_SELECTED EXTRACT_

Once the remediation treatments started, the migration of contaminants into the water decreased, and especially in the biostimulation treatment, where the reduction with respect to other treatments was statistically significant on the period of 177–358 days in NAPL, BTEX, and C5–C10 and on the period of 359–468 days in hydrocarbon C10–C40 and C5–C10 (Fig. 3). During the last period (359–468 days), leachate quantities of all contaminants were highest in the chemical oxidation treatment, and for BTEX compounds, this difference was statistically significant.

Bacterial 16S rRNA gene abundance

The copy numbers of bacterial 16S ribosomal DNA (rDNA) were 10 to 1000 times greater in the contaminated sand than in the uncontaminated sand (Fig. 4a, b). The only exception was day 82, when the qPCR results of control sand were close to the results of the contaminated sands. Statistically significant differences were observed among the treatments on almost all sampling points during the remediation period. After the start of remediation, the increase in bacterial 16S rDNA copy numbers was greatest in the both sand layers of the biostimulation treatment, being on average 6 times greater than in the oxidation treatment and 15 times greater than in the natural attenuation treatment. In the chemical oxidation treatment, the gene abundance was on average two to three times greater than in the natural attenuation treatment.

Fig. 4
figure 4

Bacterial 16S rRNA gene abundance (mean ± SD) in a 0–50-cm sand layer (end sample 0–75 cm) and b 50–100-cm sand layer (end sample 75–150 cm) and c in water passed through the soil (the average value as line and replicate values as markers) analyzed from samples taken on those days the bottles were emptied (water sampling days varied between lysimeters). The gray bars in x axis and the statistically significant differences are the same as in Fig. 1. Sand samples on day 0 were taken horizontally from the depth of 85 cm

In the leachate water, the 16S rRNA gene density was lowest in the uncontaminated control samples, and this was statistically significant on the first and fourth analyzing dates (Fig. 4c). The gene densities of the biostimulation and chemical oxidation treatment were similar especially at the end of the experiment, when the gene densities of these treatments were statistically significantly higher than those in the natural attenuation treatment and control.

_TASKS TO CARRY OUT_
- a) According to the excerpt on remediation results, why does the biostimulation treatment stand out in the drop in contaminant migration into the water? Answer in one to three sentences.
- b) Summarize the excerpt on remediation results in three sentences.

Referring expression pointing data:

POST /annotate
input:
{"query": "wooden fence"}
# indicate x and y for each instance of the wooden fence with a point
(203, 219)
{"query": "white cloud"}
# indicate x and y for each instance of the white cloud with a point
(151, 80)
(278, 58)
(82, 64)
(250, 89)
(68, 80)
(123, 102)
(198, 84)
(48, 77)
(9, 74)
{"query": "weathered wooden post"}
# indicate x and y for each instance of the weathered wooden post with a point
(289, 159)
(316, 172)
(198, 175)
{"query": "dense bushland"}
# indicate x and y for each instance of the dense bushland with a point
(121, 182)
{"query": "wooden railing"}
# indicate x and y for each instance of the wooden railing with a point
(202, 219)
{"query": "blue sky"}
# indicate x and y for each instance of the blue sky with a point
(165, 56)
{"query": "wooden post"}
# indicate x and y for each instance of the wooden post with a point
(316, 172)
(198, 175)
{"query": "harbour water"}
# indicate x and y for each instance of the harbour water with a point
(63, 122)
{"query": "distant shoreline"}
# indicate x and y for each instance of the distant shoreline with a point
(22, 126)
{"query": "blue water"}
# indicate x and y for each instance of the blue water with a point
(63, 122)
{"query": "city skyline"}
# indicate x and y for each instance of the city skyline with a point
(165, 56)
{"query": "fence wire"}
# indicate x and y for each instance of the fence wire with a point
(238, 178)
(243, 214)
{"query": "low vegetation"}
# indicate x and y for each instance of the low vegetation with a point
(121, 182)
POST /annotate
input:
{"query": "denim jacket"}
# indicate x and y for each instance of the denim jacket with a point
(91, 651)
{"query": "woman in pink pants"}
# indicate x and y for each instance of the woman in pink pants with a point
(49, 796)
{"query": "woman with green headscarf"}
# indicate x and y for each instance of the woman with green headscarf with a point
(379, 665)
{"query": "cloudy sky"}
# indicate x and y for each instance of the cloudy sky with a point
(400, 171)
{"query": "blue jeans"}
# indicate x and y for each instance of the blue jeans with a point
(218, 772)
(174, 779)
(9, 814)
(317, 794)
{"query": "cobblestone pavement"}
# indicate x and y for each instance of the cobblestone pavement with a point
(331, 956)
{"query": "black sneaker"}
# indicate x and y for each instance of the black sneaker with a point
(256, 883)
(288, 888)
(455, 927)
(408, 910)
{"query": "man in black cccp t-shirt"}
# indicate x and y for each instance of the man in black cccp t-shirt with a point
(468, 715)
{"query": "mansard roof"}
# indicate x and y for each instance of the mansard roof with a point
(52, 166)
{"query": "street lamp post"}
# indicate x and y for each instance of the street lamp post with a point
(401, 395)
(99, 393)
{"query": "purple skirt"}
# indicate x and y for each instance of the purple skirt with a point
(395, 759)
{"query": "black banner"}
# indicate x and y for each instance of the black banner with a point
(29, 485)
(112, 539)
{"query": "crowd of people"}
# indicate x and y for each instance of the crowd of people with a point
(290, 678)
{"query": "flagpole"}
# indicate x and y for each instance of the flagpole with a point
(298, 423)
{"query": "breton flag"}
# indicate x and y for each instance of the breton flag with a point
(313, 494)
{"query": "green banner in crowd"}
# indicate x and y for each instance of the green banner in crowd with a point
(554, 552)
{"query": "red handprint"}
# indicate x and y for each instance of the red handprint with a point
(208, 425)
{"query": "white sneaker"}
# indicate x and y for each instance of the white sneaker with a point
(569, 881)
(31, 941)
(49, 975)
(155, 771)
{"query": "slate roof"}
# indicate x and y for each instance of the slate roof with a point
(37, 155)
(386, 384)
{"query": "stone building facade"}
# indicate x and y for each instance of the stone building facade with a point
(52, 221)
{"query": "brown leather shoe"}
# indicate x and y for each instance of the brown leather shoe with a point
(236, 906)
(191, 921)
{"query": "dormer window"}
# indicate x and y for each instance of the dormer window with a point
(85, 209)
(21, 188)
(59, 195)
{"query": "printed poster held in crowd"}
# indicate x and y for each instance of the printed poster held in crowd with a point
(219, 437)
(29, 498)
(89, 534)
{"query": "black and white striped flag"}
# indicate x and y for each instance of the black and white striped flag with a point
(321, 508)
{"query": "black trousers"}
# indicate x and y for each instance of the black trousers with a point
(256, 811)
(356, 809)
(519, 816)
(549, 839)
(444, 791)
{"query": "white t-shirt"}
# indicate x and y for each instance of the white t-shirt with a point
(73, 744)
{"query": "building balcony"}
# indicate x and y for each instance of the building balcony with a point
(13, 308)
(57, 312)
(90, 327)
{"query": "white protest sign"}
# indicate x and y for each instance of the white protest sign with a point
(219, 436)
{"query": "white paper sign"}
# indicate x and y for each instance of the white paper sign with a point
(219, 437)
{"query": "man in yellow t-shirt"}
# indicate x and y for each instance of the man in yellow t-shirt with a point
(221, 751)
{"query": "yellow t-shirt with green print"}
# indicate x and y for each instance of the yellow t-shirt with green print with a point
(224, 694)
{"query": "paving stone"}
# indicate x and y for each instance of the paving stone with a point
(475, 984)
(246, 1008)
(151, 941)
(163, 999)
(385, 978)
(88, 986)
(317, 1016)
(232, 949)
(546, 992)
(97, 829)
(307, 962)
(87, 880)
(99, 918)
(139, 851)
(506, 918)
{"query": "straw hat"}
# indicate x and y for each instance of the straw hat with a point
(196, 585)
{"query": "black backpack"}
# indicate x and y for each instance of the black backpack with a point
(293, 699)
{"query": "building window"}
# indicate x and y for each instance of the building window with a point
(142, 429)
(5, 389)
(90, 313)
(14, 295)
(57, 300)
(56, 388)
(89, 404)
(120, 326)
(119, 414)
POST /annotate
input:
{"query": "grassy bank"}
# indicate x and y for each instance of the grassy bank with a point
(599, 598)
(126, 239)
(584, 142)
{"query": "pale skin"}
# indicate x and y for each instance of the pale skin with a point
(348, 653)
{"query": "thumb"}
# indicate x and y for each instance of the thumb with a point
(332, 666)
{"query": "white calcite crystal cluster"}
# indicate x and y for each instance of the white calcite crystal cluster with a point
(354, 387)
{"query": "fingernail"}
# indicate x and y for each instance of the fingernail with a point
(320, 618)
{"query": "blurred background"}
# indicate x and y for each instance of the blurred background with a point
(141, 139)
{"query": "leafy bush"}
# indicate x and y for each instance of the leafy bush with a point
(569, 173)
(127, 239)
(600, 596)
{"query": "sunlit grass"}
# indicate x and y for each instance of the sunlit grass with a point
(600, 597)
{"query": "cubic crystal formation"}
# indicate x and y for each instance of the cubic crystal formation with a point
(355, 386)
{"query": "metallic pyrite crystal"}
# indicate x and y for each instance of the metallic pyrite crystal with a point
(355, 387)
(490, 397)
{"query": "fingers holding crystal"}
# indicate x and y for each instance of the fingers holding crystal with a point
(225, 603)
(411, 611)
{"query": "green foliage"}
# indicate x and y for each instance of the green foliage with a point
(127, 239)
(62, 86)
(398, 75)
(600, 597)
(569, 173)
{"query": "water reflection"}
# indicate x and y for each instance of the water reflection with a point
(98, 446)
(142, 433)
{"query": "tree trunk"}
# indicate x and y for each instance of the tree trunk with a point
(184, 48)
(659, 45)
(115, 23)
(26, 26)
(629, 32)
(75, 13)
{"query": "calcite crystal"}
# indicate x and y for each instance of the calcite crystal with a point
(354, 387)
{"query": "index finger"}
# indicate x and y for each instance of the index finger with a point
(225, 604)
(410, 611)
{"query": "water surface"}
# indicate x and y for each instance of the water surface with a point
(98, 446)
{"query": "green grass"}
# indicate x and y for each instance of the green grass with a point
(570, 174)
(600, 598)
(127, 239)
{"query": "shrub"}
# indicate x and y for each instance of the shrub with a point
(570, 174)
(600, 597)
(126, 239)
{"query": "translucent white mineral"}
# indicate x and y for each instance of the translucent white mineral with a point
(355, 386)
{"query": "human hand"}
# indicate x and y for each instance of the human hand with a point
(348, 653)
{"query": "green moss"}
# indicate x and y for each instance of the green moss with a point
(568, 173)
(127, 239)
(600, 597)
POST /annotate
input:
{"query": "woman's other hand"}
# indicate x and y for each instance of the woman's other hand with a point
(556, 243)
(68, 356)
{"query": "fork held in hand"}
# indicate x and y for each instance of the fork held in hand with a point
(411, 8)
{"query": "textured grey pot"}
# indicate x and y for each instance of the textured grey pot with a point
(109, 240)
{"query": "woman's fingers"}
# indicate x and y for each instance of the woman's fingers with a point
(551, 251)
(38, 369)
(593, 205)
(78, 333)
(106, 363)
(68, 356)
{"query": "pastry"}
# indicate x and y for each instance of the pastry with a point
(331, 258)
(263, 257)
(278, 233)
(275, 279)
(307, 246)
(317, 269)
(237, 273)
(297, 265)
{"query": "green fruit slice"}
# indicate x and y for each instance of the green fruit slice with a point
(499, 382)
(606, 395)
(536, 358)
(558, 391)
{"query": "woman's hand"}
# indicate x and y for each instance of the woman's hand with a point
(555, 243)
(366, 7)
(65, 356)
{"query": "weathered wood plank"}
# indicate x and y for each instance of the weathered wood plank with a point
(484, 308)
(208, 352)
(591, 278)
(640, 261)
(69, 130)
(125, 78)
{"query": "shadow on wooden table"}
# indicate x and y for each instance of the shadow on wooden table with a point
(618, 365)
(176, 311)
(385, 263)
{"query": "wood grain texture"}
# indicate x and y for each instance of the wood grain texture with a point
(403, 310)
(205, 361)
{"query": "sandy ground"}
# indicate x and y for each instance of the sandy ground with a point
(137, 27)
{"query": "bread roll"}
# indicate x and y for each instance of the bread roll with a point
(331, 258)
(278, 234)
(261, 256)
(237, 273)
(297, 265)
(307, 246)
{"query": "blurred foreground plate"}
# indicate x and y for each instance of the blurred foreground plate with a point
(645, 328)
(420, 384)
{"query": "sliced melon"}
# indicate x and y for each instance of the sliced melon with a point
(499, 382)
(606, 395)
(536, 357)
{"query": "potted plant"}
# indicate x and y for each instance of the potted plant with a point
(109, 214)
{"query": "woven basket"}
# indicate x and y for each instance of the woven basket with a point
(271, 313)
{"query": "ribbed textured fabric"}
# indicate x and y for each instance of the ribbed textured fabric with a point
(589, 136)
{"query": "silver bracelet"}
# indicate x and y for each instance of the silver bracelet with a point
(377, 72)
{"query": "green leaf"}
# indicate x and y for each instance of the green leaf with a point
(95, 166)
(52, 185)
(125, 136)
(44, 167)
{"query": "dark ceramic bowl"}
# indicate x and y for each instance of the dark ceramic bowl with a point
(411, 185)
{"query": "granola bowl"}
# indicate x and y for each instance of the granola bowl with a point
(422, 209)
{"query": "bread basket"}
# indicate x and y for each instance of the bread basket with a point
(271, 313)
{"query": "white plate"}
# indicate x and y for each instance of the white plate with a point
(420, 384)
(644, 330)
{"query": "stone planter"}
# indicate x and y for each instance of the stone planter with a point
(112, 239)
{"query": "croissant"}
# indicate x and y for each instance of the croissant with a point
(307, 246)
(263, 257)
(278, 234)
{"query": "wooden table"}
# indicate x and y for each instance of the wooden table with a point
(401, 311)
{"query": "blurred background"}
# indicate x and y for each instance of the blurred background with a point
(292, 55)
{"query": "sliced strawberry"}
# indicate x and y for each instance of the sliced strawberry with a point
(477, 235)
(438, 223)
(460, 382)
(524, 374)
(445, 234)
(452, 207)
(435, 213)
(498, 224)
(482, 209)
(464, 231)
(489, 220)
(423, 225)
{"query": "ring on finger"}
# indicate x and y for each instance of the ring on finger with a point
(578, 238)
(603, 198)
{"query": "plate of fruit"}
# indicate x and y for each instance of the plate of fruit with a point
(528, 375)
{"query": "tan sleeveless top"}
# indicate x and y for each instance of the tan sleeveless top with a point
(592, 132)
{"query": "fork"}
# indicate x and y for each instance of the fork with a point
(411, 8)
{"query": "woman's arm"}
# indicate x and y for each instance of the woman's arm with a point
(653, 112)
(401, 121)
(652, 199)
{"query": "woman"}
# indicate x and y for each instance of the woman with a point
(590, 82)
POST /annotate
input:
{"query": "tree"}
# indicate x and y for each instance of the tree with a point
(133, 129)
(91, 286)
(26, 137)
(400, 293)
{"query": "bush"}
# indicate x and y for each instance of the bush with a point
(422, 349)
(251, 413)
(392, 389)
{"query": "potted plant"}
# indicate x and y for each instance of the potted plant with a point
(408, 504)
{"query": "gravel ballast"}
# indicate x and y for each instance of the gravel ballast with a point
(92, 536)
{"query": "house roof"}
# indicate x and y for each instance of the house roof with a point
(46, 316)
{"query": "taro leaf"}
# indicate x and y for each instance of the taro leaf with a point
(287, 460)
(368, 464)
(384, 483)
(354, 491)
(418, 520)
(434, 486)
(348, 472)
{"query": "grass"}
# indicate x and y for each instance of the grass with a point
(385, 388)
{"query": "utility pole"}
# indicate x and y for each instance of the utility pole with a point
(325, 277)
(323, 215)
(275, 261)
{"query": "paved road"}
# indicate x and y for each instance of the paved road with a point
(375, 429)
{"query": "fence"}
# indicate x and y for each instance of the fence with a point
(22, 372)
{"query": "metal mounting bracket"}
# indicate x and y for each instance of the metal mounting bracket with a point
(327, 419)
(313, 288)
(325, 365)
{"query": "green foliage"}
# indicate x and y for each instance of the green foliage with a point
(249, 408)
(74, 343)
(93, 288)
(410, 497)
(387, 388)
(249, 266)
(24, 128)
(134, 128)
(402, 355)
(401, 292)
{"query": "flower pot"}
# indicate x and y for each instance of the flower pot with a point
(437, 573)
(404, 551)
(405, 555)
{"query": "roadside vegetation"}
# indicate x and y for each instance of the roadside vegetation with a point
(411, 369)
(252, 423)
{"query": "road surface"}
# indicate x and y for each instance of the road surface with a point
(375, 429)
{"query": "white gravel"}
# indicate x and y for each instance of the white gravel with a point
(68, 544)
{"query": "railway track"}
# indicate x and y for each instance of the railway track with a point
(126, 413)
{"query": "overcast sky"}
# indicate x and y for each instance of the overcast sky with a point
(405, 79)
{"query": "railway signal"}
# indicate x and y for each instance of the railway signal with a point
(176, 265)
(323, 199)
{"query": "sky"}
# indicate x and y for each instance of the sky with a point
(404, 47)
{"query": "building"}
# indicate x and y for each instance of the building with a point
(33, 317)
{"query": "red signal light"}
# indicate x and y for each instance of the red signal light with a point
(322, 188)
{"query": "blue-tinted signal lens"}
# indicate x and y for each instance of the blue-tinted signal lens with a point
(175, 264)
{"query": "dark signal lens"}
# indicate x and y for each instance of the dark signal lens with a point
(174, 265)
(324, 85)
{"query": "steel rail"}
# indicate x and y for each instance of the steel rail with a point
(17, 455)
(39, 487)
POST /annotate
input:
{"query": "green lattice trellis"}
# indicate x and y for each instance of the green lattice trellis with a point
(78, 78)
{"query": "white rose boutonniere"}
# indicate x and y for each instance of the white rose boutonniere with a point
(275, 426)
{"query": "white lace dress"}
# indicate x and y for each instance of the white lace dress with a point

_TASK-BY-TASK ANSWERS_
- a) Its reduction compared with the other treatments was statistically significant. This held from 177 to 358 days for NAPL, BTEX, and C5–C10, and from 359 to 468 days for hydrocarbon C10–C40 and C5–C10.

- b) Contaminant migration into the water fell once remediation began, most of all under biostimulation, while in the last period leachate amounts were highest under chemical oxidation. Bacterial 16S rDNA copy numbers were 10 to 1000 times greater in contaminated sand than in uncontaminated sand, and after remediation started they rose most under biostimulation, ahead of chemical oxidation and then natural attenuation. In leachate water, gene density was lowest in the uncontaminated controls, and by the end the biostimulation and chemical oxidation treatments were similar and significantly higher than natural attenuation and the control.